SOURCE ->
★ ★ ★ ★ ★ ★ ★
By that token, Honda VTEC's and indeed all variable cam development work was a complete waste of time as it only yields performance at high RPM.

The "shove in the back" will be more pronounced in a car operating at 750bhp at 7000rpm (563 lbft) than a car operating at 850lbft at 4500 rpm (640bhp).

I've been through this exact process, ended up with the Vspec style turbos with billet wheels. They produce 760bhp and are maxed out at that and I'm on a stock engine and trans. I'm not planning on going any further and the extra bhp is definitely noticeable above stage 4, however it's probably not financially sensible.

I did it before the EFR's were out, and as above if you do it go for the EFR's as you have headroom to push on if you want to.

Having said that, to push further you'd need to forge the engine which means it comes out again so if you could get a cheap set of v-spec style turbo's that's probably a decent choice. You'll see very little difference on a stock engine and trans between the V-spec and EFR's but could see a huge price difference depending on where you buy them.
★ ★ ★ ★ ★ ★ ★
Items listed in a dataset ->

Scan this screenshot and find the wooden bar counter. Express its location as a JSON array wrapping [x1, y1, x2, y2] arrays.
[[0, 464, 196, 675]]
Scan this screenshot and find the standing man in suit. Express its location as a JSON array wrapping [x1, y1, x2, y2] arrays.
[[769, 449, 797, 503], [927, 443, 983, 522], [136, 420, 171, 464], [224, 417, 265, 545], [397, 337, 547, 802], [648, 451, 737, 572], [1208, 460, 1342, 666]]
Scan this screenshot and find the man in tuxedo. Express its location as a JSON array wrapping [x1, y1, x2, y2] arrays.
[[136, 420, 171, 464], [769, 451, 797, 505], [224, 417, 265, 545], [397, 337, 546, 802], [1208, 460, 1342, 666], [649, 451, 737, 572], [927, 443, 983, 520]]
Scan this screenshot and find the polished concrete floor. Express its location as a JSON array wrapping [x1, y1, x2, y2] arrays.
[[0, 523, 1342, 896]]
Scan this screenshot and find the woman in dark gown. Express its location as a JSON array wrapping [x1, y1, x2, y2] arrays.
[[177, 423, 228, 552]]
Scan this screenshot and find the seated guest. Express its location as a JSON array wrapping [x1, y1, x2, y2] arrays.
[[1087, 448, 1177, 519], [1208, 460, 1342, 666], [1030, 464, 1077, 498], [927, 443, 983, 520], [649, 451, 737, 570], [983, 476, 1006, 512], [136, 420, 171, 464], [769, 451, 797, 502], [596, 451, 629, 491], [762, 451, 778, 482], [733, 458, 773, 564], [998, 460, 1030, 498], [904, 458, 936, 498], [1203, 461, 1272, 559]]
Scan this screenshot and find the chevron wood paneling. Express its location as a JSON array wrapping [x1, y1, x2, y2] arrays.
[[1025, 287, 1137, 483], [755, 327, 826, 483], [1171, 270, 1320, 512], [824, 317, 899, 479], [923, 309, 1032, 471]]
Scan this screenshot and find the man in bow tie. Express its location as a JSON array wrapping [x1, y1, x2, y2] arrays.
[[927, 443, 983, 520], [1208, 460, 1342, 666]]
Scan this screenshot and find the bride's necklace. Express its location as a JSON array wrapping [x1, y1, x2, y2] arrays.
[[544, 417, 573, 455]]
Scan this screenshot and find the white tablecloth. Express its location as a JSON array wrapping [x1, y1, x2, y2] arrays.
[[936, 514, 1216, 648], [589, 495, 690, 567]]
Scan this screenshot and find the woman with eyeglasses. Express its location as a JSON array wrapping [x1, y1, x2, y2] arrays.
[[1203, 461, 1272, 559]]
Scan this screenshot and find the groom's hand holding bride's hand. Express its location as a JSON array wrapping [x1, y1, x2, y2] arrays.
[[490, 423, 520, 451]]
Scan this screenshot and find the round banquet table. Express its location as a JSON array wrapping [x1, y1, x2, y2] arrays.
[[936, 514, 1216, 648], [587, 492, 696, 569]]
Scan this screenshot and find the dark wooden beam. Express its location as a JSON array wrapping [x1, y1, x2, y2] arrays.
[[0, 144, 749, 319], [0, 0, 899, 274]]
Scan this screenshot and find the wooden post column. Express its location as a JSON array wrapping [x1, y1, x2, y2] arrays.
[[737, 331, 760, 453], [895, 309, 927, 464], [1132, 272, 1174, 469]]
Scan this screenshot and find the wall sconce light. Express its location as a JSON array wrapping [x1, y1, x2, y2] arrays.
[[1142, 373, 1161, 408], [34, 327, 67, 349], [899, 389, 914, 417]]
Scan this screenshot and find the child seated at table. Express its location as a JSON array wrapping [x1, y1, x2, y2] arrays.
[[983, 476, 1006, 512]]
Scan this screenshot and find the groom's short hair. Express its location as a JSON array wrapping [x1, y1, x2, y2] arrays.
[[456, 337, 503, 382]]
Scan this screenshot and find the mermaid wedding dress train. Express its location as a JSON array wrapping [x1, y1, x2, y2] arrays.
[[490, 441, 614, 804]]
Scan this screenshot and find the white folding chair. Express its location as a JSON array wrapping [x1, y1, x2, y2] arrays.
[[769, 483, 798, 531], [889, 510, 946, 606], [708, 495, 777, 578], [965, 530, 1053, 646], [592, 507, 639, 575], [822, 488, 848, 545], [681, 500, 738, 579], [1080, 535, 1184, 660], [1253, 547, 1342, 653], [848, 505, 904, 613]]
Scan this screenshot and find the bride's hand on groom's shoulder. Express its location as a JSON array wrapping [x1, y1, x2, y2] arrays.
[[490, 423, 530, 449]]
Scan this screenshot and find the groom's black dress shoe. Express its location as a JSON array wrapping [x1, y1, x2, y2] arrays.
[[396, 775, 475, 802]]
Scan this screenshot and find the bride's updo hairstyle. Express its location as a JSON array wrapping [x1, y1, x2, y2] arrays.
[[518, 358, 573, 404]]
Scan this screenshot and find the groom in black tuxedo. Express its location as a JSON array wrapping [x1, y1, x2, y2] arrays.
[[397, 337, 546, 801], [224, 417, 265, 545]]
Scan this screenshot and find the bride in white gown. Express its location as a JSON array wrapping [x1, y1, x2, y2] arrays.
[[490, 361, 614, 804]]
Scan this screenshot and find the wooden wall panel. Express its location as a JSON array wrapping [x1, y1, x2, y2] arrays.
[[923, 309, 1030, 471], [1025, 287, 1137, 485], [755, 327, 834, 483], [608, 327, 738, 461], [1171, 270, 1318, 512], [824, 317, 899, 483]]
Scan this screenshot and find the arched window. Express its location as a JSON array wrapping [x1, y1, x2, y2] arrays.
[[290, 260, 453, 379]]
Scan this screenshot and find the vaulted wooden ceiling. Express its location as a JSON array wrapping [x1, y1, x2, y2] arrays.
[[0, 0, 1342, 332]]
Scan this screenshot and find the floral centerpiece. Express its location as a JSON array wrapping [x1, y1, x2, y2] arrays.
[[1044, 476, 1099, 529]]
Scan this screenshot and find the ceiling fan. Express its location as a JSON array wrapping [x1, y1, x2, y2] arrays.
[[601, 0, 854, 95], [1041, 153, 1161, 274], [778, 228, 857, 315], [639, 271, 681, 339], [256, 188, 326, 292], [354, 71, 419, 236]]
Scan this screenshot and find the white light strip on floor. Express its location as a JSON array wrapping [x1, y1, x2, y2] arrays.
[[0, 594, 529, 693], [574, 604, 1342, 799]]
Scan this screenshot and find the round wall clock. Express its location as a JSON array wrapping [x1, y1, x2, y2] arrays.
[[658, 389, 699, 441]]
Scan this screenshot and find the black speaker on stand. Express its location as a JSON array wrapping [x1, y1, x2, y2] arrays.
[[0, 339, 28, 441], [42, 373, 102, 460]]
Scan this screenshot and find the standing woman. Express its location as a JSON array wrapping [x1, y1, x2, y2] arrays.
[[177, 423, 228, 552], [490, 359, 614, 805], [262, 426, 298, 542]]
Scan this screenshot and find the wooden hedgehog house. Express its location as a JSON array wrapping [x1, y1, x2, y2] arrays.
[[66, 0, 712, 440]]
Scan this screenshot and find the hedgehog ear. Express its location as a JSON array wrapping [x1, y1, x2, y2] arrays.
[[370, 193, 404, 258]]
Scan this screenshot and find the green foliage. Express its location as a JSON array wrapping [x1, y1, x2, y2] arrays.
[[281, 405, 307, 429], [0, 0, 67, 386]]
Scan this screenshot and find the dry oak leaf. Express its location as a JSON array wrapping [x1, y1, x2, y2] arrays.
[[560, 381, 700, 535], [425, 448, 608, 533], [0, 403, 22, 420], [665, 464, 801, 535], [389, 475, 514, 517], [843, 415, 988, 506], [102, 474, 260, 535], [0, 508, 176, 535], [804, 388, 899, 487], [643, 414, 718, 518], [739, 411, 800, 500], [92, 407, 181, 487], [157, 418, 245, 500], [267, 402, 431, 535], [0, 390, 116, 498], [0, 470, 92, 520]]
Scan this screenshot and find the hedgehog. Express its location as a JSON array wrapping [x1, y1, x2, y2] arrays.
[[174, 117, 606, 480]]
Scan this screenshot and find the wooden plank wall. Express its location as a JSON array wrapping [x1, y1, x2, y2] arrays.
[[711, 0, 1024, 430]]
★ ★ ★ ★ ★ ★ ★
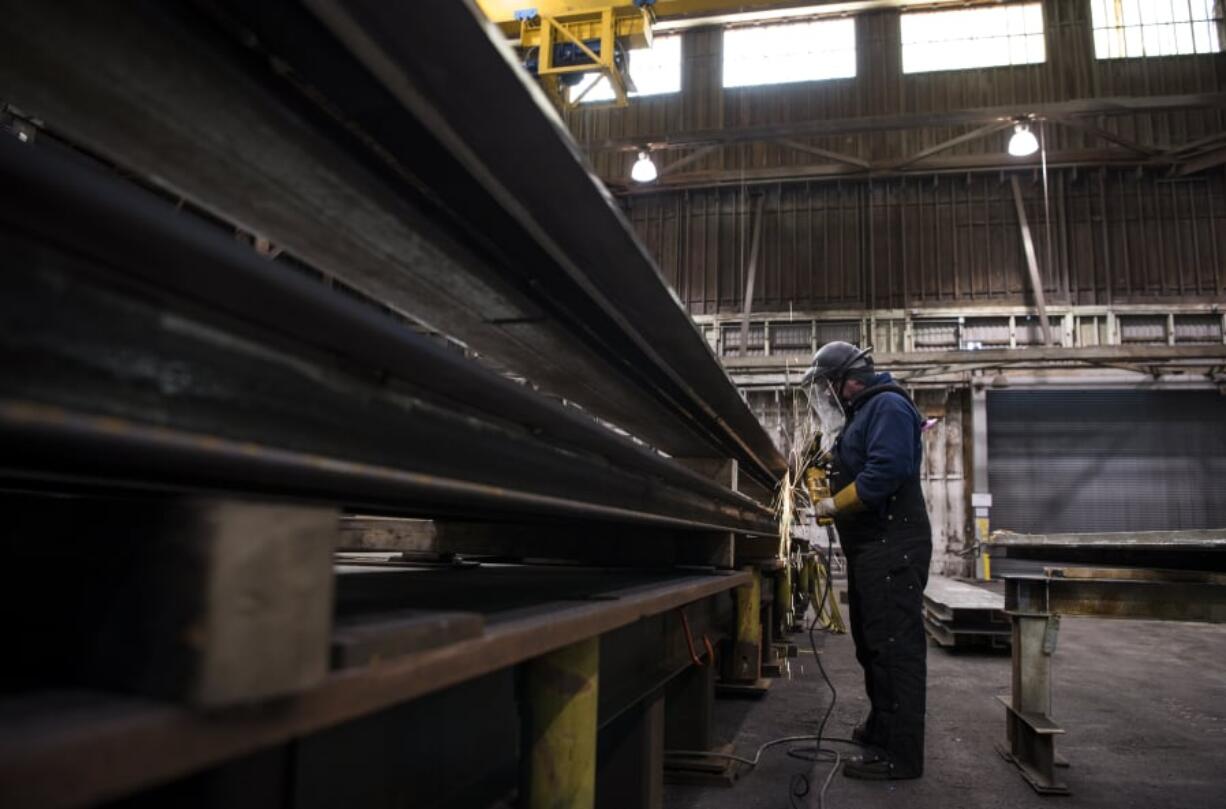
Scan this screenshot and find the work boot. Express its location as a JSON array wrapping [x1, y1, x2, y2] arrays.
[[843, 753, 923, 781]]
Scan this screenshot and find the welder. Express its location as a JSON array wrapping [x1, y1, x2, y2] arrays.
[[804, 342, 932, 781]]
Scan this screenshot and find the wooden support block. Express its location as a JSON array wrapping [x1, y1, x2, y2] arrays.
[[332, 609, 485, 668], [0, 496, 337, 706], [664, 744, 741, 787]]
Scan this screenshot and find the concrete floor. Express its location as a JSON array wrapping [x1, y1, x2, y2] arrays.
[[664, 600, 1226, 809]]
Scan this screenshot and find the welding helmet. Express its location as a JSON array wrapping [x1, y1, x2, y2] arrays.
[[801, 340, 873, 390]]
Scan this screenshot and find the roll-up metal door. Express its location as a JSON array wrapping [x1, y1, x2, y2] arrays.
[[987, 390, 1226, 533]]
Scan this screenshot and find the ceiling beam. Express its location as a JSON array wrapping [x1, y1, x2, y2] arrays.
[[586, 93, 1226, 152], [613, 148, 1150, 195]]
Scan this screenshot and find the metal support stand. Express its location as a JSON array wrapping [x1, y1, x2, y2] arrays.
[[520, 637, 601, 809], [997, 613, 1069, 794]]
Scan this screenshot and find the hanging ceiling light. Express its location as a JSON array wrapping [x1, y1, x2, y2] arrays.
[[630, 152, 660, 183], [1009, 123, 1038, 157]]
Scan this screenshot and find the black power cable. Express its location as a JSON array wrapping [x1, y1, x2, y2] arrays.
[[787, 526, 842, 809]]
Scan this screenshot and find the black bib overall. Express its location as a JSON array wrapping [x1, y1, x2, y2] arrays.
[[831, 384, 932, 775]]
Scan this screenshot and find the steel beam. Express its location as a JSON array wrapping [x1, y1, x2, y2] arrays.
★ ★ ★ ★ ★ ★ ★
Decide whether each statement below agrees with the turbo discussion at the top, answering yes or no and quoting the words of the turbo discussion that settle it. 1. The upgraded turbos described produce 760bhp on a stock engine and transmission. 2. On a stock engine and transmission, the V-spec and EFR turbos show a large difference. 3. Going beyond the current output would require forging the engine.

1. Yes: "They produce 760bhp and are maxed out at that and I'm on a stock engine and trans."
2. No: "You'll see very little difference on a stock engine and trans between the V-spec and EFR's"
3. Yes: "to push further you'd need to forge the engine"